**PROVIDED TEXT**.

+++

The students graduating from Los Angeles Community College District schools this week represent the myriad of reasons that make a community college education not just invaluable, but literally a life-changing experience. They include a 53-year-old single mother, a Belizean culinary arts student and a former corrections officer who grew tired of grooming co-workers for jobs he couldn’t have.
“As a defensive tactics instructor,” Terrence Williams explains, “I was training people who were being promoted but I was always passed over because I didn’t have a degree.”
Williams, who turns 49 this month, was driving home from work two years ago when he spotted balloons floating above a festive party and decided to check it out. It was Orientation Day at West LA College.
“I walked around for a while and I was stopped by one of the guys from Project LEARN, a program designed to help black males be successful at math and English. They helped me register for school.”
Williams was so determined to avoid distractions from studying that he deactivated his Facebook account.
“I received free tutoring on all levels of math and English,” he says. “Even though a lot of my classes were online, I maintained a 3.8 grade point average.” Project LEARN helped him secure a Presidential Scholarship to California State University, Dominguez Hills; a full scholarship which will cover room, board and books.

+++

[Point-per-instance localization data]
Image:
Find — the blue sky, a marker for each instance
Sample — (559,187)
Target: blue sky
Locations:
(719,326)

+++

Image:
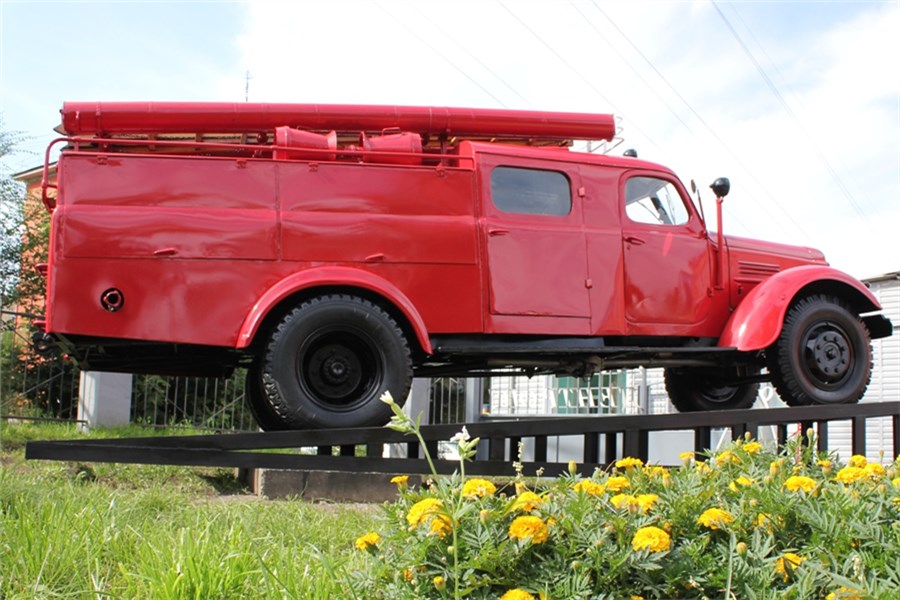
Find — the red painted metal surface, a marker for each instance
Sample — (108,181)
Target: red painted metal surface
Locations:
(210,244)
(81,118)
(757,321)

+++

**CHECK YOUR UNDERSTANDING**.
**a.** Using the article about the college graduates, answer these:
(i) How old does Terrence Williams turn this month?
(ii) What event was taking place at West LA College when Williams stopped to look around?
(iii) What grade point average did Williams keep?
**b.** Write out again, word for word, the part of the article about the college graduates that starts at the words "Williams, who turns" and ends after the words "board and books.".

**ANSWERS PER TASK**.
**a.**
(i) 49
(ii) Orientation Day
(iii) 3.8

**b.**
Williams, who turns 49 this month, was driving home from work two years ago when he spotted balloons floating above a festive party and decided to check it out. It was Orientation Day at West LA College.
“I walked around for a while and I was stopped by one of the guys from Project LEARN, a program designed to help black males be successful at math and English. They helped me register for school.”
Williams was so determined to avoid distractions from studying that he deactivated his Facebook account.
“I received free tutoring on all levels of math and English,” he says. “Even though a lot of my classes were online, I maintained a 3.8 grade point average.” Project LEARN helped him secure a Presidential Scholarship to California State University, Dominguez Hills; a full scholarship which will cover room, board and books.